## Given problem:
Make an exact transcription of the material, leaving out all images.

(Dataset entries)
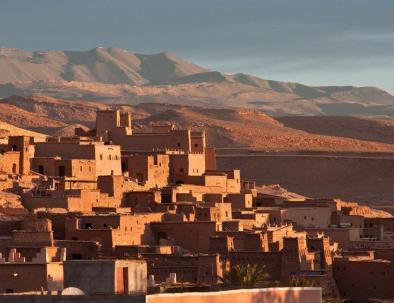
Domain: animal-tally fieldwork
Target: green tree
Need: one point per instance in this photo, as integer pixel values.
(249, 276)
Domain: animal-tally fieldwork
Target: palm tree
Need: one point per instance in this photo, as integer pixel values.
(249, 276)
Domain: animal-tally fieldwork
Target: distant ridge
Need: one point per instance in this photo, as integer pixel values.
(114, 75)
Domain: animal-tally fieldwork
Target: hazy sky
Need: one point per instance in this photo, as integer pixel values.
(318, 42)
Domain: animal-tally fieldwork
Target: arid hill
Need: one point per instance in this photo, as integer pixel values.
(226, 128)
(115, 75)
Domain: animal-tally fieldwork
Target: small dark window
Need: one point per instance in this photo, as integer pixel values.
(41, 169)
(76, 257)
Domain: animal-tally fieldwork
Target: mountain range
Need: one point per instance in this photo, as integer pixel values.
(114, 75)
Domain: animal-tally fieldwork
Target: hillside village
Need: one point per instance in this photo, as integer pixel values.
(151, 208)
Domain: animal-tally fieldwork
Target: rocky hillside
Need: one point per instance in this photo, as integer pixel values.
(113, 75)
(226, 128)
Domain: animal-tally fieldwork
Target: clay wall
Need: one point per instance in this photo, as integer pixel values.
(310, 217)
(239, 201)
(373, 279)
(10, 162)
(179, 234)
(17, 277)
(150, 170)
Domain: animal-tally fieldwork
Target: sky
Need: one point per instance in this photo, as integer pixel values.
(315, 42)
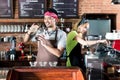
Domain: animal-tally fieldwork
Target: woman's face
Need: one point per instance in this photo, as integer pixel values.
(49, 21)
(83, 28)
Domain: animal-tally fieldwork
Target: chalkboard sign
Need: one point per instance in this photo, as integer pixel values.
(6, 8)
(66, 8)
(31, 8)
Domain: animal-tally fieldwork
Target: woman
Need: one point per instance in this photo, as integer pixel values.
(75, 42)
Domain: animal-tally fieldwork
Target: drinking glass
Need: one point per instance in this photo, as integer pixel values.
(33, 63)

## Correct response:
Domain: animal-tally fieldwork
Target: green tree
Need: one point per instance in this photo, as integer pixel values.
(249, 276)
Domain: animal-tally fieldwork
Target: palm tree
Need: one point per instance in this photo, as integer pixel values.
(249, 276)
Domain: animal-tally fieldwork
Target: distant ridge
Need: one point per instance in this photo, as integer pixel values.
(114, 75)
Domain: animal-tally fieldwork
Target: hazy sky
Need: one point per instance in this photo, as integer pixel values.
(318, 42)
Domain: animal-tally fieldwork
Target: arid hill
Need: one point per instance in this photo, as integer pixel values.
(226, 128)
(115, 75)
Domain: animal-tally fieldwork
Target: small dark window
Need: one point per instance in this photo, as integer pixel values.
(41, 169)
(76, 257)
Domain: animal-tally fieldwork
Target: mountain range
Need: one point per instance in this photo, as integer pixel values.
(114, 75)
Domain: animal-tally fieldwork
Target: hillside village
Need: one point per instance in this photo, as integer pixel values.
(151, 208)
Domain: animal-tally fieldwork
Target: rocky hillside
Need: one point per instance in this photo, as integer pixel values.
(113, 75)
(226, 128)
Domain: animal-tally fieldwork
Target: clay wall
Need: one point per instance in this photo, as integer pixel values.
(310, 217)
(239, 201)
(373, 279)
(10, 162)
(179, 234)
(17, 277)
(150, 170)
Domain: animal-tally fieldwork
Target: sky
Need: one point per instance in this photo, as integer pixel values.
(315, 42)
Domain: animal-tally fieldwork
Target: woman's face
Need: one point per instance in this photo, as integer pixel values.
(49, 21)
(83, 28)
Domain: animal-tally fieldwork
Target: chalkboard sign
Need: one point per instance in this photo, as integer pixel values.
(6, 8)
(66, 8)
(31, 8)
Domain: animal-tally fieldwork
Target: woman
Need: one point per instance in this photo, as integer pixel values.
(75, 42)
Domain: animal-tally fieldwork
Target: drinking glass
Need: one point per instance in this photo, as integer pixel values.
(33, 63)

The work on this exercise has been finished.